> **Page excerpt**:
[start]
From: Jerry Han <jhan@i...>
Date: Wed, 18 Feb 1998 23:40:42 -0500
Subject: Re: DSII Question- Obstacles

Two, two, two replies in one!

Los wrote:
> 
> Jerry Han wrote:
> 
> > Seriously though, I've found that such setups make really bad game
> > scenarios,
> > unless you're replaying World War I, Western Front.  Otherwise, you
> > would
> > need extremely compelling reasons to attack a defence like that head
> > on,
> > whatever the odds are.
> >
> 
> Funny, if you are a proponent of manuever theory, (Real manuever
theory
> not the thinly veiled attrition based theory that the we in the US
> practice), then a set piece battle by definition, is a failure in your
> operational manuever.

Or a circumstance where your goals are inseparably tied together with 
a terrain objective.  (Maneuver theory don't mean a damn if you 
can't maneuver.  The Germans learned this the hard way in Big Mistake
2.)
[end]
> **Extracted data**:
[start]
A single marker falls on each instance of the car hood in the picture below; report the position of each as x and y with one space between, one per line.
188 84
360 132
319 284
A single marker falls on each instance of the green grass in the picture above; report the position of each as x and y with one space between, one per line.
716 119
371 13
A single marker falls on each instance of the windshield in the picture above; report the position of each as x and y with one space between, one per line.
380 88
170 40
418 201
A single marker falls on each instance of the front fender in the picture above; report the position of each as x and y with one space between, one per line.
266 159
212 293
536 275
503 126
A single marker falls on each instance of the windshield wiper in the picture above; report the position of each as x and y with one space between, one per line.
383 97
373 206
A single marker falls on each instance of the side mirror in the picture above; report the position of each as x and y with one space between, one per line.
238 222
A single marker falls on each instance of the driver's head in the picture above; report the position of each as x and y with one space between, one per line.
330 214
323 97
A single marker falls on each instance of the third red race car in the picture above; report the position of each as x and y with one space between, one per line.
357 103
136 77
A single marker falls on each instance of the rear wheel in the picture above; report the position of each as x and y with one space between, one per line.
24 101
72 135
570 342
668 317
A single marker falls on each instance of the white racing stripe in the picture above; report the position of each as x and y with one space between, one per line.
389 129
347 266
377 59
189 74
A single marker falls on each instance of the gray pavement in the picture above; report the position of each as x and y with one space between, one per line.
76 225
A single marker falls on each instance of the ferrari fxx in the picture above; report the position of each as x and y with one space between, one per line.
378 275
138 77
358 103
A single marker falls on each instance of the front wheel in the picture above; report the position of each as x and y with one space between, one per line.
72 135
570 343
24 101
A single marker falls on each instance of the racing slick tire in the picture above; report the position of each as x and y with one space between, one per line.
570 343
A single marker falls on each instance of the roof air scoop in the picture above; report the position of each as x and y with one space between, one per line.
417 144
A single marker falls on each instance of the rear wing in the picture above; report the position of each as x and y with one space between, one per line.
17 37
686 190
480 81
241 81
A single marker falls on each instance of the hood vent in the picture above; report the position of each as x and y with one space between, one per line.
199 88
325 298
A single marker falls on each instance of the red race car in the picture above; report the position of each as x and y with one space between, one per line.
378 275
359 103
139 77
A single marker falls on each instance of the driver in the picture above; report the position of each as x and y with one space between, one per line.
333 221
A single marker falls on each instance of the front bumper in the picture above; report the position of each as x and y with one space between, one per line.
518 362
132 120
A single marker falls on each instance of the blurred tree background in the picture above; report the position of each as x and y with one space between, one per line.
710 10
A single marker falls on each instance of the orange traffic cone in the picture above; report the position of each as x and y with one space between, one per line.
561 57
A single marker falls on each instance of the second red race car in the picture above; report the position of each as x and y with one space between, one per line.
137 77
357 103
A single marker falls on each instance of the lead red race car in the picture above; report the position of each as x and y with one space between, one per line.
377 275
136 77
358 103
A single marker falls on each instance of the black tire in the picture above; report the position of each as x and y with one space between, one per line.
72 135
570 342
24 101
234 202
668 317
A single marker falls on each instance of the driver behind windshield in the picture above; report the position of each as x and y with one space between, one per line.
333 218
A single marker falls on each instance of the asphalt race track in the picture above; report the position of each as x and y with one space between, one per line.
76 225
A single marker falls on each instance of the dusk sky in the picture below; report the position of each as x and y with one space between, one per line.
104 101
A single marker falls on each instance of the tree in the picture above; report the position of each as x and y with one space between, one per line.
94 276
[end]
> **Objectives**:
[a] Answer these questions from the message about DSII obstacles:
(i) What date does the header give for the message?
(ii) In the quoted remark by Jerry Han, what is the one case in which such setups would not make bad game scenarios?
(iii) According to Los, what is a set piece battle by definition for a proponent of maneuver theory?
[b] Extend the message about DSII obstacles beyond its final sentence.

> **Exercise answers**:
[a]
(i) Wednesday, 18 February 1998
(ii) Replaying World War I, Western Front
(iii) A failure in that proponent's operational maneuver

[b]
You would need extremely compelling reasons to attack a defence like
that,
but the reasons do exist.  World War I is an example, simply because
there
was no flank to drive around, no means of achieving the goal required 
without blowing a bloody hole in the defences of the enemy.  The Pacific
War also has examples of this type of fighting; Okinawa and Iwo Jima are

just the last examples.  (Hell, Olympic and Coronet, if they had gone
off, 
would be the ultimate examples; get off the boat, plant your feet in the
dirt, and beat the enemy until the enemy capitulates.)

Ugly, but then war is ugly.  You'd think we'd learn to do things a 
different way by now.  

>From a different message, but Los wrote:
> You get a  country like North Korea sitting across the DMZ in a pretty
much no
> notice assault posture. Of course they're not gonna sign away a major
force
> multiplier in that circumstance. In any kind of real conevtional style
 war
> like that wouldn't be smart. Especially if you are the snuffy in
1/507th
> staring glumly across the DMZ.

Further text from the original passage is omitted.